### REQUIRED WORK
Leave out every picture, and restate word for word only the lines from the one containing "of the swimming" through the end of the material.

++++ THE RECORDS

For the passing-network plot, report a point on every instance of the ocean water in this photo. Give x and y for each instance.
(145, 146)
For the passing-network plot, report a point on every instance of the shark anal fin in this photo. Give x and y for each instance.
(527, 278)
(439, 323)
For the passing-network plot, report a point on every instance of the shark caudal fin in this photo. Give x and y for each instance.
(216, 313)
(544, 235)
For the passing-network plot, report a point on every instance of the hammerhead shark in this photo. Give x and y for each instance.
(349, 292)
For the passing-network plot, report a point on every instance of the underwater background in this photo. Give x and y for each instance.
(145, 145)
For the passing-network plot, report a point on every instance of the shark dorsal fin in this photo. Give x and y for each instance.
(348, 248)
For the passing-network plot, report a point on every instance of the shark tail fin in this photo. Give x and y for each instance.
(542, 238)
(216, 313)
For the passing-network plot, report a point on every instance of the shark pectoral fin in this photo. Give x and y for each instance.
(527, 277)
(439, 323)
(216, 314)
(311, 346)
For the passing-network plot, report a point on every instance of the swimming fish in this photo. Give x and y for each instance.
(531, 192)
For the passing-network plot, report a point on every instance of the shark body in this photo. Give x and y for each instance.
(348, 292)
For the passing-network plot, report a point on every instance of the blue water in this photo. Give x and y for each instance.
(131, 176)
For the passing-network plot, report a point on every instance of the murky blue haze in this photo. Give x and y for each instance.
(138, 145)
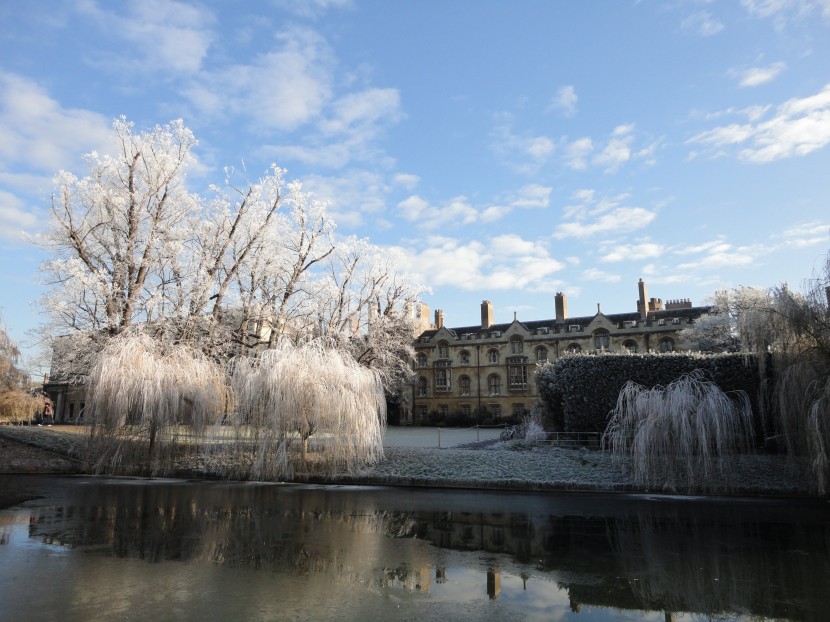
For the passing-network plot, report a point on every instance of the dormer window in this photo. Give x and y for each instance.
(516, 345)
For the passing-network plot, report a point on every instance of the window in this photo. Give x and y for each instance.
(517, 375)
(464, 385)
(442, 379)
(516, 345)
(601, 339)
(494, 384)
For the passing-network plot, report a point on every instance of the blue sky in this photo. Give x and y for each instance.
(510, 150)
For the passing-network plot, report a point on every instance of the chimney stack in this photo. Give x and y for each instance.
(561, 304)
(642, 303)
(486, 314)
(439, 318)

++++++++

### RESPONSE TO THE TASK
For the passing-network plot, report a point on every instance of the swimming fish in this photo. Give x and y for each instance.
(531, 192)
For the passing-network plot, report a point on every instance of the shark body in this photo. Give x and y for each instance.
(348, 292)
For the passing-network plot, report a point on every instance of the blue water in this photo. Give x and y for each instance.
(131, 176)
For the passing-network plot, report a point on every instance of the murky blue haze in this photo. Give x and y for each instance.
(138, 145)
For the passing-network plot, report a point on every instance of the dormer window in this photo. Give x and y for each instance.
(516, 345)
For the passing-network plot, report a point on every instance of the window in this photo. Give x and y for each instance.
(517, 375)
(464, 385)
(442, 379)
(516, 345)
(601, 339)
(494, 384)
For the passing-network plot, report a point on every instance of the blue sky in this photo. Give x and y for each instance.
(510, 150)
For the passing-network plot, report a point on every instance of the chimney stack in this photo. Give x and y for each instance.
(561, 304)
(642, 303)
(486, 314)
(439, 318)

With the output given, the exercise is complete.